* _Given problem_:
Please rewrite all of the lines below, swapping "The service" for "The labeler" everywhere it occurs and changing nothing else. Leave the pictures out of your answer.

[Excerpts from a pointing dataset]
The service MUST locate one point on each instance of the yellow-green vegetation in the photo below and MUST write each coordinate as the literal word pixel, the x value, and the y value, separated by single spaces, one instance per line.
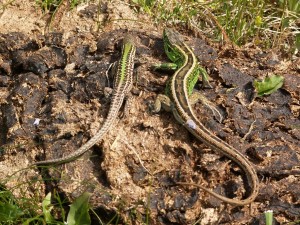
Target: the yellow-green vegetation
pixel 26 210
pixel 266 23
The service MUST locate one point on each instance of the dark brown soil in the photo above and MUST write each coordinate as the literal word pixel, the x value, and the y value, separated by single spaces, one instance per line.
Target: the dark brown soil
pixel 53 99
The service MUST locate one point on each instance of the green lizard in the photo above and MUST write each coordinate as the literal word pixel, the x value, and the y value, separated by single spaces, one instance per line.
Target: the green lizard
pixel 122 85
pixel 177 97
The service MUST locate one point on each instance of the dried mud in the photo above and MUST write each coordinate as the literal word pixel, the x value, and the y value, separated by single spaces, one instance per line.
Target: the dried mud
pixel 53 99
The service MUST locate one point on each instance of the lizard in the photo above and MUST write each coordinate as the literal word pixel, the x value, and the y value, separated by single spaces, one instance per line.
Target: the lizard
pixel 178 99
pixel 122 84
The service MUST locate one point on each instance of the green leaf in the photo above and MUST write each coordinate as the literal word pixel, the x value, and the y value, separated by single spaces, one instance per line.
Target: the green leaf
pixel 9 212
pixel 79 211
pixel 268 85
pixel 46 205
pixel 297 41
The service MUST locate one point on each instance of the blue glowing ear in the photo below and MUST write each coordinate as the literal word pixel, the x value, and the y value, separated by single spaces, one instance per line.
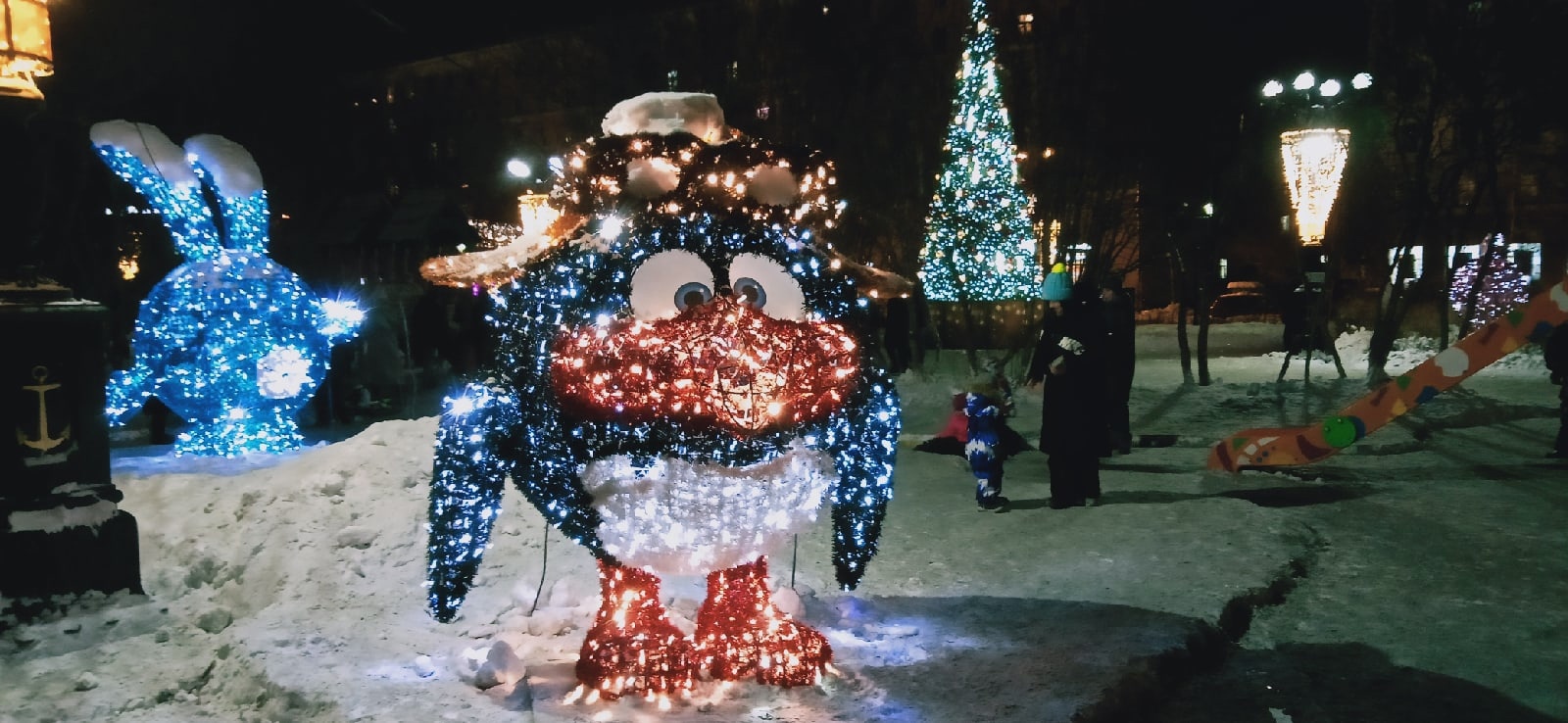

* _Problem solution_:
The labeler MUST locate one point on each instance of the yellow-green vegetation in the photo below and MUST write each coordinate as the literal word pixel, the x value, and the y value, separated by single spaces, one instance per line.
Target: the yellow-green vegetation
pixel 26 210
pixel 266 23
The labeler MUST locate one point on each instance of the dark brown soil in the photo above and MUST write each coordinate as the literal word pixel, the x value, and the y value, separated by single spaces, one instance per line.
Target: the dark brown soil
pixel 53 99
The labeler MUST locate one point on each instance of the green lizard in the photo above and MUST write each coordinate as the literal word pixel, the x value, and the y value, separated by single spaces, one instance per line.
Target: the green lizard
pixel 122 85
pixel 177 97
The labeler MUST locate one point on each instance of the dried mud in the photo above and MUST write each coordinate as the literal word pixel, the x value, and the y value, separated by single spaces, one instance per line.
Target: the dried mud
pixel 53 99
The labeler MUST locate one point on each instance of the lizard in the photo above and MUST write each coordinate as the literal word pixel, the x value, and the y value, separated by single spaces, one instance per line.
Target: the lizard
pixel 178 99
pixel 122 84
The labeler MUST locate one point on each instance of the green leaf in the photo above and MUST write each coordinate as the literal word pixel, the x value, and the y value, separated by single spaces, one instance per line.
Target: the green leaf
pixel 9 212
pixel 79 211
pixel 268 85
pixel 46 205
pixel 297 41
The labeler MUST locate one point on each instance of the blue glowing ear in the photo below and MUST write each coordinate as the literal word pixel, the x value, and the y value, separated by single spaces, one instance per line.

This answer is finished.